## Text excerpt
******

Have you saved enough for retirement, and your future financial needs?

As much as I would like to say that I have done so, I’m a long way from that point. In fact, I’m not even remotely close. I’m actively working on it though, day by day, focusing on growing the income minus expense gap. I’m guessing that if you’re reading this, then you’re probably somewhere on that same journey as well.

Since we know that we aren’t there yet, just how close are we to actually being able to retire? What is health of our portfolio, and how do we measure that?

One could take the traditional approach, and focus on net worth, calculated as assets minus liabilities. I have advocated taking this a step further by calculating months of covered expenses, to determine just how long you can survive based on your current net worth and expense needs.

I often look for different ways to answer such questions, with the hopes that some additional insights could be gained by viewing a situation through a different lens. In this case, determining where we are with respect to being able to retire, I suggest that we also consider our **current required rate of return.**

So, what is the current required rate of return?

******

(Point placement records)
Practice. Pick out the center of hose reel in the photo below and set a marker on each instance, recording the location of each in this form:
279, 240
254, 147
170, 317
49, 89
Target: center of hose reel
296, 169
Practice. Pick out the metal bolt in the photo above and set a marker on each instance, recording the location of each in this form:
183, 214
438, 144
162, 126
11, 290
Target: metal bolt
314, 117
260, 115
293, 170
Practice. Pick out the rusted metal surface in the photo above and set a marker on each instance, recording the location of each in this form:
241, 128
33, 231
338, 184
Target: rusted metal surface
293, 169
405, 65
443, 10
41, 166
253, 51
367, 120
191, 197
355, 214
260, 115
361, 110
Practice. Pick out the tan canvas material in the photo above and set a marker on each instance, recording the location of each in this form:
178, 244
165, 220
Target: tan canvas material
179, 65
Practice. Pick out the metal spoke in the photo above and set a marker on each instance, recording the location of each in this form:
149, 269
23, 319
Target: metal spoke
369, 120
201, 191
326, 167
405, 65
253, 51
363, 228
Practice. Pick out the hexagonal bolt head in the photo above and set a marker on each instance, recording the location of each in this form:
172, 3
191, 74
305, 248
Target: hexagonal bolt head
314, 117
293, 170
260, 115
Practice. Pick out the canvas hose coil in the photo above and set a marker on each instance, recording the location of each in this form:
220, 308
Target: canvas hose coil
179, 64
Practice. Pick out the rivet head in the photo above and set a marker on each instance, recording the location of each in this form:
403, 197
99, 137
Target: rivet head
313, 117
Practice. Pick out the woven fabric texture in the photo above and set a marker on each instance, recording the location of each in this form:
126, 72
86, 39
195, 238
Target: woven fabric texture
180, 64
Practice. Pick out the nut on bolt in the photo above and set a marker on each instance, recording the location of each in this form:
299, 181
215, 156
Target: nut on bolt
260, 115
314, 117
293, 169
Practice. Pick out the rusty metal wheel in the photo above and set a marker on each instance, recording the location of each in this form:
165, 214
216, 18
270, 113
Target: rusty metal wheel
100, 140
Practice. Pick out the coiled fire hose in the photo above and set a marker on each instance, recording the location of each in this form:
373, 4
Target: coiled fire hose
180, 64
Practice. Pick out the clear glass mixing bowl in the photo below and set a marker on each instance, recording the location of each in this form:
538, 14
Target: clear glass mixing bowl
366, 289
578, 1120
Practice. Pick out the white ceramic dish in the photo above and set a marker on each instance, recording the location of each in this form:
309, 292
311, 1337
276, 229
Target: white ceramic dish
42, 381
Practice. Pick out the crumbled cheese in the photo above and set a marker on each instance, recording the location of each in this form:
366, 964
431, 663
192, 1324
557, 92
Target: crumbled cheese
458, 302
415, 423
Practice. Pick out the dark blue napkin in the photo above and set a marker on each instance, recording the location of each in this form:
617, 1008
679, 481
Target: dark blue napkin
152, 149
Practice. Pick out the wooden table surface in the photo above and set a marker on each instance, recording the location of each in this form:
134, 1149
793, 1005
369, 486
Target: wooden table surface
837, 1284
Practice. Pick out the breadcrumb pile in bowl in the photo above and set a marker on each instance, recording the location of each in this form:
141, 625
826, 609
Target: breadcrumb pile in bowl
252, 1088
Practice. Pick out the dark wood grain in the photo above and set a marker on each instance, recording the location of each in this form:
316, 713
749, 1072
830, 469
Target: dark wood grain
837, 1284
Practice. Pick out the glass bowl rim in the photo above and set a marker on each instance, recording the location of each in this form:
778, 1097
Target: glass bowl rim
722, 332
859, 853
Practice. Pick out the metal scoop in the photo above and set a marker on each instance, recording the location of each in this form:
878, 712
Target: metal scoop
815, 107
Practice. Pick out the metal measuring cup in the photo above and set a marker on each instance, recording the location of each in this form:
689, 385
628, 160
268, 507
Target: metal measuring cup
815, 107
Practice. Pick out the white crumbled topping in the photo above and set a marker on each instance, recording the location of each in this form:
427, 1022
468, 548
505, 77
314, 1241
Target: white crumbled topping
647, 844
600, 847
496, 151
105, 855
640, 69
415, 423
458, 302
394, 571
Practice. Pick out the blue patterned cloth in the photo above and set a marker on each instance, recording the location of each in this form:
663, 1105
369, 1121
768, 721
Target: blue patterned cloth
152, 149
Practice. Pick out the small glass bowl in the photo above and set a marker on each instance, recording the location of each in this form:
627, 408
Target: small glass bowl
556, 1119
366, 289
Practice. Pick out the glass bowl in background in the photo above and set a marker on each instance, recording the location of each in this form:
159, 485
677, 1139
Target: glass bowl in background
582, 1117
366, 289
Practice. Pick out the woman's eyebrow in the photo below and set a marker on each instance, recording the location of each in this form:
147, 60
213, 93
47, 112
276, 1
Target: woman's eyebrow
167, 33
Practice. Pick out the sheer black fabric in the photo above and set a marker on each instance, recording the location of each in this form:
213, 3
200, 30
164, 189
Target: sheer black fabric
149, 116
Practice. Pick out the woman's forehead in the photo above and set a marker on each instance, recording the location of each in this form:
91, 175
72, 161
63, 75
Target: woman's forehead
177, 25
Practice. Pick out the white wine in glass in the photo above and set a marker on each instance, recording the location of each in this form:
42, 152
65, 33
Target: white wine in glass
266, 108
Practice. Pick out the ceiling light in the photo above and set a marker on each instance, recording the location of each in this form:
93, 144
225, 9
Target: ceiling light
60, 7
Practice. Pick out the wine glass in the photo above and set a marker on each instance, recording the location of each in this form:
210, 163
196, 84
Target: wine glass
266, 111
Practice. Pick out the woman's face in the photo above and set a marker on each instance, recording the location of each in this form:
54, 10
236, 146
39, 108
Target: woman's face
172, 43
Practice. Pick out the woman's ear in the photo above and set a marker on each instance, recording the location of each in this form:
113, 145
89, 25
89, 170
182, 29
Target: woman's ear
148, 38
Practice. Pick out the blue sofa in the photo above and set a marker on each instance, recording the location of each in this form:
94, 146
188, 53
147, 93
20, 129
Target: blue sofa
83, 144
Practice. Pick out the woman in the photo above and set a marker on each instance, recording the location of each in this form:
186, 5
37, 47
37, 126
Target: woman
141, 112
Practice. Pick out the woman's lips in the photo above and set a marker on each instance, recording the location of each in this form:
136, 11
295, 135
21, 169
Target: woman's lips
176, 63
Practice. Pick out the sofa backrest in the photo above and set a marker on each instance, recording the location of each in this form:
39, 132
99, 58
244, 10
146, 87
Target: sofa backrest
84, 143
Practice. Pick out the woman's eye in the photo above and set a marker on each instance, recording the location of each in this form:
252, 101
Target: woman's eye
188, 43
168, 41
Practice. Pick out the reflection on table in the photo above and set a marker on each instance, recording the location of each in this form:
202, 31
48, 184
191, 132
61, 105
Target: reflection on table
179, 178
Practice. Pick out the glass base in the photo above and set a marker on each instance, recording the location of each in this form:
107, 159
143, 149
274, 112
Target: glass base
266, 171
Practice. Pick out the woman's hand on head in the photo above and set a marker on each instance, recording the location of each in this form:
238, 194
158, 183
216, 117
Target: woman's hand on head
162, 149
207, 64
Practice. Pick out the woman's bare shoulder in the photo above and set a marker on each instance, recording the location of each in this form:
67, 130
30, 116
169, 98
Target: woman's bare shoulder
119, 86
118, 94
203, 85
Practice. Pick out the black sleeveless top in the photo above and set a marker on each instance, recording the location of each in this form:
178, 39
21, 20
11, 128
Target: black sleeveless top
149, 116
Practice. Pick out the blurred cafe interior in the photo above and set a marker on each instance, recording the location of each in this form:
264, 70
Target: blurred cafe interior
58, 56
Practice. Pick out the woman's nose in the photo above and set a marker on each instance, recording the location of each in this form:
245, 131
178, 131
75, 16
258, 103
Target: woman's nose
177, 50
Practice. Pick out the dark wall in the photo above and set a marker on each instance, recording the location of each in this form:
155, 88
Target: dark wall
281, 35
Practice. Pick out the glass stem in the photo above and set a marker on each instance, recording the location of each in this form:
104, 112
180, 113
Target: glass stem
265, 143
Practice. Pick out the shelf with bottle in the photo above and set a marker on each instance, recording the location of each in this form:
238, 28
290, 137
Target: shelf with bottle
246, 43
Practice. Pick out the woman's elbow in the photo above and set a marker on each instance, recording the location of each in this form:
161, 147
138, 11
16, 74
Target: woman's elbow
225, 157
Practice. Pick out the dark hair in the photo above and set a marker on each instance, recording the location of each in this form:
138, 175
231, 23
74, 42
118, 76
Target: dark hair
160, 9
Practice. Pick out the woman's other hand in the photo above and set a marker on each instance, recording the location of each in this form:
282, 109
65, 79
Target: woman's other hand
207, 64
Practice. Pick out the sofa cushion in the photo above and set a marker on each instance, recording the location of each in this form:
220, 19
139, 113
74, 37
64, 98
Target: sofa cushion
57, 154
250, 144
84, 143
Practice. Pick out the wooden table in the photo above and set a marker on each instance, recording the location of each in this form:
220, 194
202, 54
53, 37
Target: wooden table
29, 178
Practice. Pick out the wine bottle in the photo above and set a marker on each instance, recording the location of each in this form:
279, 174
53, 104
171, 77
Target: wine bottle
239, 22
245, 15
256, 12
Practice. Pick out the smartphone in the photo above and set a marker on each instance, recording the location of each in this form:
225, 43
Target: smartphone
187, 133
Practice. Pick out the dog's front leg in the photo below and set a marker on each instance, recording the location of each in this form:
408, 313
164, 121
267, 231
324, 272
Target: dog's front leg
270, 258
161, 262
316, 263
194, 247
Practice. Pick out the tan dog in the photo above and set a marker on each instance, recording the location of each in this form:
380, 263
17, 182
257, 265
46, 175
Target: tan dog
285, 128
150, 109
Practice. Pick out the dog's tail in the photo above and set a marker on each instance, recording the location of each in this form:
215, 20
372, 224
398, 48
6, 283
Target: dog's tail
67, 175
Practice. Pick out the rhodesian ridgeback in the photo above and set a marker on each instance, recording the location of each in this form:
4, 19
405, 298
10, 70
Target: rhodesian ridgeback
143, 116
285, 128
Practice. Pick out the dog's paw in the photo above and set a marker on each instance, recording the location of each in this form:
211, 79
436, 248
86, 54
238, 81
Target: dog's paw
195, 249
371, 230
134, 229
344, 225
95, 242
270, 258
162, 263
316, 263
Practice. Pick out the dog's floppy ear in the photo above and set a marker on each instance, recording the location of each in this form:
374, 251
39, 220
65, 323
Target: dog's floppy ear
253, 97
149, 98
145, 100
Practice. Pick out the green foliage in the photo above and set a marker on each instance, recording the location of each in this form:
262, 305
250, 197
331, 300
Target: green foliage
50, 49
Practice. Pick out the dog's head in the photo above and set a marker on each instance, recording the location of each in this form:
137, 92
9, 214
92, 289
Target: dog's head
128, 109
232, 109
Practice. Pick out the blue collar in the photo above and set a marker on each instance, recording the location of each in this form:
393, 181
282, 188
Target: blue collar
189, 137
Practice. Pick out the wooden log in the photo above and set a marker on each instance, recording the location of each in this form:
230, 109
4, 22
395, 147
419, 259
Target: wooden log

******

## Tasks for this exercise
1. Write out the retirement savings text word for word.
2. Reproduce the stretch of the listing from the line containing "Practice. Pick out the dog's tail" through the end of the listing, requests included, and shift every answer coordinate up by 128.

## Exercise answers
1.
Have you saved enough for retirement, and your future financial needs?

As much as I would like to say that I have done so, I’m a long way from that point. In fact, I’m not even remotely close. I’m actively working on it though, day by day, focusing on growing the income minus expense gap. I’m guessing that if you’re reading this, then you’re probably somewhere on that same journey as well.

Since we know that we aren’t there yet, just how close are we to actually being able to retire? What is health of our portfolio, and how do we measure that?

One could take the traditional approach, and focus on net worth, calculated as assets minus liabilities. I have advocated taking this a step further by calculating months of covered expenses, to determine just how long you can survive based on your current net worth and expense needs.

I often look for different ways to answer such questions, with the hopes that some additional insights could be gained by viewing a situation through a different lens. In this case, determining where we are with respect to being able to retire, I suggest that we also consider our **current required rate of return.**

So, what is the current required rate of return?

2.
Practice. Pick out the dog's tail in the photo above and set a marker on each instance, recording the location of each in this form:
215, 20
372, 224
398, 48
6, 283
Target: dog's tail
195, 303
Practice. Pick out the rhodesian ridgeback in the photo above and set a marker on each instance, recording the location of each in this form:
4, 19
405, 298
10, 70
Target: rhodesian ridgeback
271, 244
413, 256
Practice. Pick out the dog's paw in the photo above and set a marker on each instance, recording the location of each in this form:
211, 79
436, 248
86, 54
238, 81
Target: dog's paw
323, 377
499, 358
262, 357
472, 353
223, 370
398, 386
290, 391
444, 391
Practice. Pick out the dog's floppy ear in the photo above and set a marker on each instance, recording the location of each in this form:
374, 251
39, 220
65, 323
Target: dog's floppy ear
381, 225
277, 226
273, 228
Practice. Pick out the green foliage in the photo above and set a marker on each instance, recording the location of each in this form:
262, 305
250, 197
331, 300
Target: green foliage
178, 177
Practice. Pick out the dog's head in the photo above and set a marker on each instance, recording the location of each in this form:
137, 92
9, 214
92, 289
Target: dog's head
256, 237
360, 237
Practice. Pick out the blue collar in the photo above and set a marker on each instance, recording the location of each in this form:
393, 181
282, 188
Target: blue collar
317, 265
Practice. Pick out the wooden log in the photo above and set a marker on each instance, recording the location of each in this form:
230, 109
4, 22
395, 147
419, 259
Target: wooden log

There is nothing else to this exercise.